## INSTRUCTIONS FOR THE TASK
Set out the lines below as a numbered list and omit any blank lines.

Entries for pointing and labeling:
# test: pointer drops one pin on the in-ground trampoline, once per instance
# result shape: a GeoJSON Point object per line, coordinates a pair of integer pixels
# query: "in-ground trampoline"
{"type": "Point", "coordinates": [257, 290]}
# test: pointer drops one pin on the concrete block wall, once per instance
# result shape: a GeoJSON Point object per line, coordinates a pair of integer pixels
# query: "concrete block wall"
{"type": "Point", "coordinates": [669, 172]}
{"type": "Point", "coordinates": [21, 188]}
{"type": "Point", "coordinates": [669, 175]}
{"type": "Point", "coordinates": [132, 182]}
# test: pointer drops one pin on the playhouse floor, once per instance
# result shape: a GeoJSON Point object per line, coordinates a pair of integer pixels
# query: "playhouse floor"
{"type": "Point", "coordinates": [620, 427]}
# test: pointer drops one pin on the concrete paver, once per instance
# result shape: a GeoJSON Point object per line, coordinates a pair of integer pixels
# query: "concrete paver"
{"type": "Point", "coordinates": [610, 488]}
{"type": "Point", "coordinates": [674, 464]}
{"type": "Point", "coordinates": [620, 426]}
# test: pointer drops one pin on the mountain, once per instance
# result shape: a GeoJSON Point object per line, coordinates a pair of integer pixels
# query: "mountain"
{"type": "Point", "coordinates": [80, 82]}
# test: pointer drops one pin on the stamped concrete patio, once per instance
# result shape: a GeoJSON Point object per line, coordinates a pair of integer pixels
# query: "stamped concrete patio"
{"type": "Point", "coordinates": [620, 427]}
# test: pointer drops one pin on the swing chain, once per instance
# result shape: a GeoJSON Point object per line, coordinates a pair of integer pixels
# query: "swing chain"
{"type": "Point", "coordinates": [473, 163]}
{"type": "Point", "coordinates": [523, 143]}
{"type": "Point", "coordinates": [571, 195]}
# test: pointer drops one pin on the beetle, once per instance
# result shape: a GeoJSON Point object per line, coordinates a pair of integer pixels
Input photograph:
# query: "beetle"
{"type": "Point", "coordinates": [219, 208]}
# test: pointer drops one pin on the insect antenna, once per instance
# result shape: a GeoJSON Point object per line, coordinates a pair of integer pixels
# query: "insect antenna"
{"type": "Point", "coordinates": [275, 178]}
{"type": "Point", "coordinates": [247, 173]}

## RESULT OF THE EXERCISE
1. # test: pointer drops one pin on the in-ground trampoline, once per instance
2. # result shape: a GeoJSON Point object per line, coordinates a pair of integer pixels
3. # query: "in-ground trampoline"
4. {"type": "Point", "coordinates": [257, 290]}
5. # test: pointer drops one pin on the concrete block wall, once per instance
6. # result shape: a GeoJSON Point object per line, coordinates a pair of integer pixels
7. # query: "concrete block wall"
8. {"type": "Point", "coordinates": [669, 172]}
9. {"type": "Point", "coordinates": [21, 188]}
10. {"type": "Point", "coordinates": [669, 175]}
11. {"type": "Point", "coordinates": [132, 182]}
12. # test: pointer drops one pin on the playhouse floor, once per instance
13. # result shape: a GeoJSON Point object per line, coordinates a pair of integer pixels
14. # query: "playhouse floor"
15. {"type": "Point", "coordinates": [620, 427]}
16. # test: pointer drops one pin on the concrete paver, once per instance
17. # result shape: a GeoJSON Point object per line, coordinates a pair of integer pixels
18. # query: "concrete paver"
19. {"type": "Point", "coordinates": [610, 488]}
20. {"type": "Point", "coordinates": [674, 464]}
21. {"type": "Point", "coordinates": [620, 426]}
22. # test: pointer drops one pin on the mountain, once per instance
23. # result shape: a GeoJSON Point object per line, coordinates a pair of integer pixels
24. # query: "mountain"
25. {"type": "Point", "coordinates": [80, 82]}
26. # test: pointer drops one pin on the stamped concrete patio, once per instance
27. # result shape: a GeoJSON Point object per line, coordinates a pair of integer pixels
28. # query: "stamped concrete patio"
29. {"type": "Point", "coordinates": [620, 427]}
30. # test: pointer drops one pin on the swing chain, once per instance
31. # result shape: a GeoJSON Point object per line, coordinates a pair of integer pixels
32. # query: "swing chain"
33. {"type": "Point", "coordinates": [473, 163]}
34. {"type": "Point", "coordinates": [523, 143]}
35. {"type": "Point", "coordinates": [571, 195]}
36. # test: pointer drops one pin on the beetle, once per instance
37. # result shape: a GeoJSON Point object per line, coordinates a pair of integer pixels
38. Input photograph:
39. # query: "beetle"
40. {"type": "Point", "coordinates": [219, 208]}
41. # test: pointer drops one pin on the insect antenna, once per instance
42. # result shape: a GeoJSON Point object per line, coordinates a pair of integer pixels
43. # query: "insect antenna"
44. {"type": "Point", "coordinates": [275, 178]}
45. {"type": "Point", "coordinates": [247, 173]}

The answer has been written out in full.